== Segment start ==

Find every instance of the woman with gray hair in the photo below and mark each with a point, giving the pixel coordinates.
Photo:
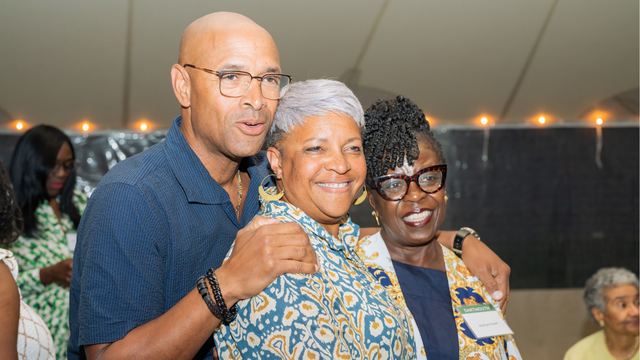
(315, 151)
(611, 296)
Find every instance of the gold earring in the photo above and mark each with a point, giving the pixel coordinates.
(268, 197)
(362, 197)
(375, 216)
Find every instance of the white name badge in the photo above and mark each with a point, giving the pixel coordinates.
(484, 321)
(71, 241)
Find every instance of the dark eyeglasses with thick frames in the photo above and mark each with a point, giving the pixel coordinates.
(236, 83)
(395, 186)
(68, 167)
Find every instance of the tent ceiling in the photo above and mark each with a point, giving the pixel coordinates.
(64, 61)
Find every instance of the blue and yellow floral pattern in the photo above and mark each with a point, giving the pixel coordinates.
(464, 288)
(341, 312)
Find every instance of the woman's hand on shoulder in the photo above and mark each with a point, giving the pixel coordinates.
(483, 263)
(489, 268)
(59, 273)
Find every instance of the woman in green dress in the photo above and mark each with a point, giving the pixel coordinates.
(43, 176)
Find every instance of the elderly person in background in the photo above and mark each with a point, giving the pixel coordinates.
(611, 296)
(315, 150)
(406, 173)
(23, 334)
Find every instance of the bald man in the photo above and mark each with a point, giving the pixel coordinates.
(161, 219)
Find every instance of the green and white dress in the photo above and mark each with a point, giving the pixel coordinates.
(50, 247)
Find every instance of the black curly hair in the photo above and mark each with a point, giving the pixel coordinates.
(392, 129)
(10, 215)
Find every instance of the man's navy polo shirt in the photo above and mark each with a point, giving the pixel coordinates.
(156, 222)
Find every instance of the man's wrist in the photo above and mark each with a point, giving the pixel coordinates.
(227, 288)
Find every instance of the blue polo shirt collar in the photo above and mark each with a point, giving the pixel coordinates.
(190, 172)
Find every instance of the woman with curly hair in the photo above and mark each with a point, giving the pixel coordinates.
(43, 176)
(23, 334)
(406, 173)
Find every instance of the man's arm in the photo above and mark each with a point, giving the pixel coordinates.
(180, 332)
(481, 261)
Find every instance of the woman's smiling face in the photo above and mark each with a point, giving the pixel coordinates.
(415, 219)
(321, 166)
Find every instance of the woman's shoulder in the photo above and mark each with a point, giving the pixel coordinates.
(79, 199)
(586, 348)
(8, 259)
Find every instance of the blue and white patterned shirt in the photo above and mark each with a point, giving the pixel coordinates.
(341, 312)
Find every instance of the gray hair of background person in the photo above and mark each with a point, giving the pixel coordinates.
(313, 98)
(606, 277)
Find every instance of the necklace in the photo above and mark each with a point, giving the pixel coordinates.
(239, 194)
(626, 356)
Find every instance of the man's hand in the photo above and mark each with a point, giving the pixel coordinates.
(59, 273)
(264, 250)
(489, 268)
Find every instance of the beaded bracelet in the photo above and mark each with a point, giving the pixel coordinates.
(228, 315)
(204, 292)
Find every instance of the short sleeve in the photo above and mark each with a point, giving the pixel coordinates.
(6, 256)
(79, 199)
(118, 272)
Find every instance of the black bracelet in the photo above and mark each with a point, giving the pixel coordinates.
(228, 315)
(204, 292)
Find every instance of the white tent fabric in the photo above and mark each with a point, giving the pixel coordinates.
(64, 61)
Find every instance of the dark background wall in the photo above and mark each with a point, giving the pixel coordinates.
(540, 202)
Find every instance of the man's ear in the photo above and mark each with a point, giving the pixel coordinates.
(275, 157)
(370, 197)
(181, 85)
(597, 314)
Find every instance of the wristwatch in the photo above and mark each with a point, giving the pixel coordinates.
(459, 239)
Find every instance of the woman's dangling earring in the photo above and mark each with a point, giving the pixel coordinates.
(362, 197)
(268, 197)
(375, 215)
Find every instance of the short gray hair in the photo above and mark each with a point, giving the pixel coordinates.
(605, 277)
(313, 98)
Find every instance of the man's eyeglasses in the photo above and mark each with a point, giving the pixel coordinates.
(395, 187)
(236, 83)
(68, 167)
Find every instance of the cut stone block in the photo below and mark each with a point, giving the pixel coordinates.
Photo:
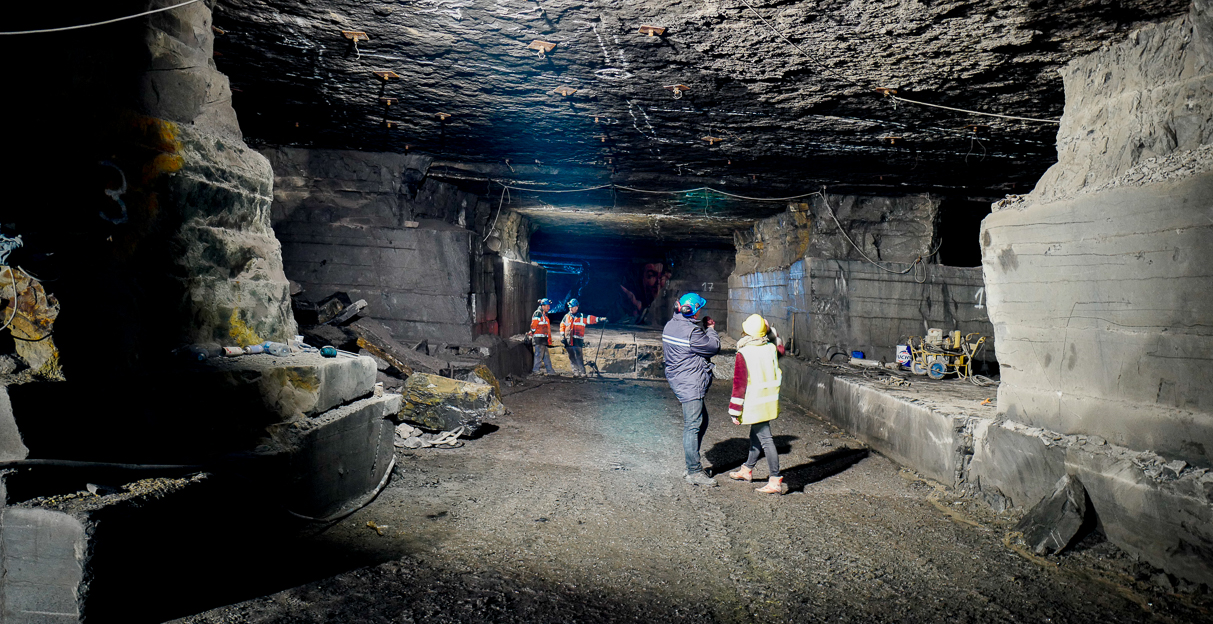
(339, 455)
(443, 404)
(290, 387)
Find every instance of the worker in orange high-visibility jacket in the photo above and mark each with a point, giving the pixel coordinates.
(541, 336)
(573, 334)
(756, 379)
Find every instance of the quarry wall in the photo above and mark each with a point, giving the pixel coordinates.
(371, 225)
(1099, 279)
(1097, 285)
(801, 272)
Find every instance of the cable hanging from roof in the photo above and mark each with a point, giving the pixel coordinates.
(898, 98)
(685, 191)
(96, 23)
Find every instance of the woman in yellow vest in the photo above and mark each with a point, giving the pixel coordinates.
(756, 379)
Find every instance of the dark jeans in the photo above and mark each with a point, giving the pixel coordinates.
(541, 356)
(575, 358)
(694, 426)
(762, 442)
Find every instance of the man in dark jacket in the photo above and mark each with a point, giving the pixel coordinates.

== Segment end ==

# [Exercise instructions]
All of the data, minus its pictures, should be repeated exactly.

# [Output for this task]
Find every instance of the woman with gray hair in the photo below and mark each with a point, giving the pixel coordinates.
Photo:
(315, 151)
(611, 296)
Find every instance of the gold earring in the photo above and mark each with a point, giving the pixel coordinates.
(268, 197)
(362, 197)
(375, 216)
Find every instance of the white name badge in the photo above and mark each with a point, giving the pixel coordinates.
(484, 321)
(71, 241)
Find every instance of the dark eyeglasses with thick frames in the photo above and mark each with a point, giving the pixel coordinates.
(236, 83)
(395, 186)
(68, 167)
Find every instance of the tent ceiling in the photo above and mark each with a point, giving the pixel coordinates.
(64, 61)
Find every instance of the blue and yellow floral pattern in the photo above and mark each with a point, giving the pixel coordinates.
(464, 288)
(341, 312)
Find every instance of the woman's hand on shoulder in the photo above and mark each with a point, giving the pixel coordinates.
(483, 263)
(489, 268)
(59, 273)
Find every instance of the woman in green dress in the photo above and mark each with a point, giving the pixel coordinates.
(43, 176)
Find every instance of the elderly person in background in the photo above and mark each with a point, giving the pixel coordinates.
(611, 296)
(315, 150)
(406, 173)
(23, 334)
Find every instance of the bald man in the photo above and mark each with a point, giving the pixel coordinates.
(161, 219)
Find every instance of the green and white dress in the photo above and mark each with a point, giving the pixel coordinates.
(50, 247)
Find every instance of the black curly hair in the photo above and mark each with a point, giving the pixel coordinates.
(392, 129)
(10, 215)
Find every instance of the man's navy polo shirt in the photo above and mark each with a point, giving the pixel coordinates.
(156, 222)
Find every instance of the man's wrist in the photo above and mark each with a point, giving the pixel coordinates.
(227, 288)
Find every instance of the blue polo shirt collar in the photo above and mark each with a point, giving the pixel coordinates.
(190, 172)
Find every instance of the woman with curly hair in the photo above and mark each with a point, giving the pixel coordinates.
(43, 176)
(23, 334)
(406, 173)
Find every instance of the man's arm in the photo above and mark each with a point, giving the pixel coordinates.
(180, 332)
(481, 261)
Find every instance of the woman's smiling face in the photo above and mark each with a point, giving the pixel coordinates.
(415, 219)
(321, 166)
Find every instance of the woman's shoulder in the photo above and mark each with a point, giving the pixel coordinates.
(79, 199)
(586, 348)
(8, 259)
Find every instance of the blue and white patterned shirt in the photo above and mark each with a point, giving the pixel coordinates.
(341, 312)
Find every instance of the gray hair of background person in the photo above and mark each with a point, giving the pixel coordinates.
(313, 98)
(606, 277)
Find every instance of the necklace in the photo above and mark each with a point, giving the pixel coordinates.
(239, 194)
(626, 356)
Find every instance of the man's hand in the photo above and mark each with a point, giving the pixel coordinates.
(59, 273)
(264, 250)
(489, 268)
Find every instance of the beaded bracelet in the photo above and mark each with a point, giving the pixel coordinates.
(228, 315)
(204, 292)
Find every instance of the short sleeve in the photo above and mark each with a point, giving the pixel coordinates.
(6, 256)
(79, 199)
(118, 272)
Find every instance of the black bracelet in the photo above and mark each with a point, giving the pixel coordinates.
(228, 315)
(204, 292)
Find every instance of the white tent fabric in the photo above and mark each with a point, giving the pixel coordinates.
(64, 61)
Find every instance of the dark background wall in the photo above and mark each with a point, giving the pixel coordinates.
(540, 202)
Find every instance of the man's ear in the photo above and mark each with a point, giving the pixel coordinates.
(275, 157)
(370, 197)
(181, 85)
(597, 314)
Find every instance of the wristwatch in the photo above and mark each with a point, giving the pixel coordinates.
(459, 239)
Find every instance of the woman's dangling earring in the photo above and mark each with a point, giving the pixel coordinates.
(362, 197)
(268, 197)
(375, 215)
Find every instance of the short gray hair in the photo above and mark each with a point, giving the pixel coordinates.
(605, 277)
(313, 98)
Find every instance of the man's eyeglasses in the photo above and mark each with a point, giving the pixel coordinates.
(395, 187)
(236, 83)
(68, 167)
Find every instance of the cut stone block in the photo below and mark each with a point, giving the pixel coordinates.
Photo:
(339, 455)
(443, 404)
(290, 387)
Find every instance of the worker in orange high-visibility jacket in the photo above and mark each with a point, giving the pixel coordinates.
(541, 336)
(573, 334)
(756, 379)
Find every instance of the quarry wall in the photo above and mark each with a point, giving the pixel coordinates.
(371, 225)
(1099, 279)
(1097, 285)
(801, 272)
Find every instance of the cable hanging from roof in the photo above and mark each with a point, giving the pixel coordinates.
(898, 98)
(685, 191)
(96, 23)
Find every instance of the woman in yellow vest in the photo above and mark each with a point, giving the pixel coordinates.
(756, 379)
Find every instance of the dark jeans in the photo above and mark each with a point, giving the pixel coordinates.
(541, 356)
(575, 358)
(694, 426)
(762, 442)
Find every instance of the man in dark jacket in the photo above and mark each with a point, giving the pixel coordinates.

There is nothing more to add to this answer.